| Exercise |
Every record must be copied exactly, except that pictures are dropped.

Dataset entries
+---+

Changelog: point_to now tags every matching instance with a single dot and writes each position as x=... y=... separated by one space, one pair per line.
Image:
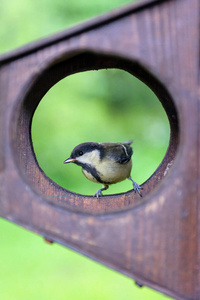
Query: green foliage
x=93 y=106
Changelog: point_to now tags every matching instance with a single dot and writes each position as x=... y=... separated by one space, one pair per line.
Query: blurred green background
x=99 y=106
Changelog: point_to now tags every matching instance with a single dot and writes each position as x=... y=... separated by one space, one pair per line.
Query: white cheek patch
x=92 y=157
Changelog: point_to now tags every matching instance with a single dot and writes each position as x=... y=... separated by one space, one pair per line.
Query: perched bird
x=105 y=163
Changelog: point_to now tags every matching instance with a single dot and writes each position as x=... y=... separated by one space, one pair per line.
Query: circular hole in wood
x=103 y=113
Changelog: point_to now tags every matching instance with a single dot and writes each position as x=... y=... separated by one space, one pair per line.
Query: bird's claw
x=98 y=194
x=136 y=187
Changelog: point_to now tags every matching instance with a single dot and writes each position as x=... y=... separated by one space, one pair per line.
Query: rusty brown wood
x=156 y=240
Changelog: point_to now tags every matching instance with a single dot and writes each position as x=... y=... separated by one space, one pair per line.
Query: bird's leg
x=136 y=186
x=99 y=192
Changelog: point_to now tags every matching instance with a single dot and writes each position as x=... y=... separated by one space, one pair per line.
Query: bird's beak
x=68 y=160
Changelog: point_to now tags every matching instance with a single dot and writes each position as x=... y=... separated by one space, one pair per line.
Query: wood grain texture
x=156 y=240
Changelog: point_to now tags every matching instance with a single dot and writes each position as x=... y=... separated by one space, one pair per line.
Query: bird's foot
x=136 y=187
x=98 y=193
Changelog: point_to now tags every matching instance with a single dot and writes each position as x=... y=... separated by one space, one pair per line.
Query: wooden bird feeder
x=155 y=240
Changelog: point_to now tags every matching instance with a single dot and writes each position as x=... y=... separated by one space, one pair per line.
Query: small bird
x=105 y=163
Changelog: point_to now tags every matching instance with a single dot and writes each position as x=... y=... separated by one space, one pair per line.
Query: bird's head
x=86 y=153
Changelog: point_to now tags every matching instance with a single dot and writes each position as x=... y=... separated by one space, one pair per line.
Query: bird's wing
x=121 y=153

+---+

| Output |
Changelog: point_to now tags every matching instance with a single dot and writes each position as x=... y=... separated by one space, one pair per line.
Image:
Query: green foliage
x=93 y=106
Changelog: point_to now tags every matching instance with a single dot and writes each position as x=... y=... separated by one space, one pair per line.
Query: blurred green background
x=99 y=106
Changelog: point_to now tags every matching instance with a single dot and writes each position as x=... y=... separated by one space, one pair per line.
Query: white cheek patch
x=92 y=157
Changelog: point_to now tags every matching instance with a single dot and writes each position as x=... y=... separated by one space, one pair per line.
Query: perched bird
x=105 y=163
Changelog: point_to now tags every matching instance with a single dot and writes each position as x=... y=... separated by one space, one pair per line.
Query: circular hole in wood
x=103 y=113
Changelog: point_to now tags every matching instance with a single dot and writes each position as x=... y=... separated by one space, one pair per line.
Query: bird's claw
x=98 y=194
x=136 y=187
Changelog: point_to now tags every matching instance with a single dot and writes each position as x=... y=... separated by one space, one pair per line.
Query: rusty brown wood
x=156 y=240
Changelog: point_to now tags every matching instance with a single dot and writes each position as x=... y=... separated by one space, one pair per line.
Query: bird's leg
x=136 y=186
x=99 y=192
Changelog: point_to now tags every matching instance with a single dot and writes each position as x=... y=... separated by one space, one pair per line.
Query: bird's beak
x=68 y=160
Changelog: point_to now tags every matching instance with a single dot and writes each position as x=... y=... separated by one space, one pair per line.
Query: wood grain texture
x=156 y=240
Changelog: point_to now tags every matching instance with a single dot and writes each position as x=... y=... separated by one space, one pair per line.
Query: bird's foot
x=136 y=187
x=98 y=193
Changelog: point_to now tags every matching instance with a single dot and writes each position as x=... y=... separated by one space, one pair per line.
Query: wooden bird feeder
x=155 y=240
Changelog: point_to now tags every matching instance with a single dot and writes each position as x=... y=... separated by one space, one pair per line.
Query: small bird
x=105 y=163
Changelog: point_to now tags every matching instance with a single dot and writes each position as x=... y=... separated by one space, one pair per line.
Query: bird's head
x=86 y=153
Changelog: point_to now tags every matching instance with a single dot and writes each position as x=... y=... separated by one space, one pair per line.
Query: bird's wing
x=121 y=153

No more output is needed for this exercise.